• [TASK OBJECTIVE]: Copy the records below in full, keeping each word as it is but omitting the pictures.

• [INFORMATION PROVIDED]:
--------------------
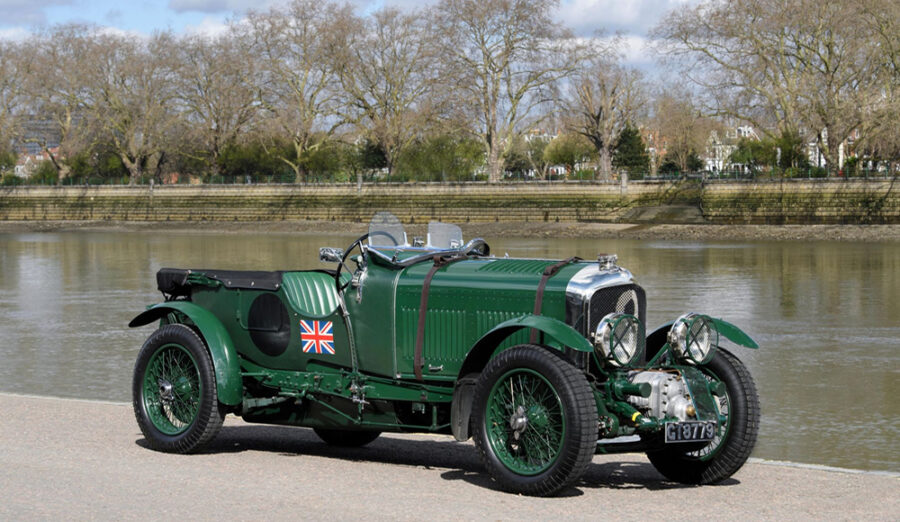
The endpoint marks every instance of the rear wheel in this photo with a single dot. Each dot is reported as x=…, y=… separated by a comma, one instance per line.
x=731, y=447
x=535, y=421
x=346, y=438
x=174, y=391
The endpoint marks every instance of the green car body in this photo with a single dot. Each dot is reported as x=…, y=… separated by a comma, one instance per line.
x=543, y=362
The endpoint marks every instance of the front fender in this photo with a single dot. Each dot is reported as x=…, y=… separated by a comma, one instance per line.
x=484, y=348
x=658, y=337
x=221, y=348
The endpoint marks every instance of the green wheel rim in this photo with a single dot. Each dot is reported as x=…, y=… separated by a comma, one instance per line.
x=172, y=389
x=524, y=398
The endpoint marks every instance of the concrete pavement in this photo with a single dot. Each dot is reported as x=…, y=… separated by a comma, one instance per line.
x=69, y=459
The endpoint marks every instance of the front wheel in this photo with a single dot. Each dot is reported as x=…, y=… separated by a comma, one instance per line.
--------------------
• [RESPONSE TO THE TASK]:
The endpoint marks every instance of the rear wheel in this photo with a single dot. Each dot is reported as x=…, y=… separated by a comma, one instance per line.
x=731, y=447
x=535, y=421
x=346, y=438
x=174, y=391
The endpoint marks every instance of the green car body in this photo with a single dot. Each dot is reported as x=…, y=… separated by a comma, one instance per line.
x=543, y=362
The endpoint marks every instance of the front fender in this photo with a single dot. Each dot is reported as x=…, y=… separated by a comma, one instance per line.
x=484, y=348
x=658, y=337
x=221, y=348
The endpoint marks every instance of the green wheel rim in this photo with a single dot. Each dot is reported as x=…, y=… separated by a comma, one instance per line.
x=172, y=389
x=524, y=398
The endpoint marks every instance of the concrete pavement in this photo with a single dot. Each dot is reported as x=…, y=… separated by a comma, one instance per line.
x=69, y=459
The endpoint marks every instance of the front wheel in this photo with a single dot. Each dot is reported as x=…, y=… separated by a comma, one instance per line.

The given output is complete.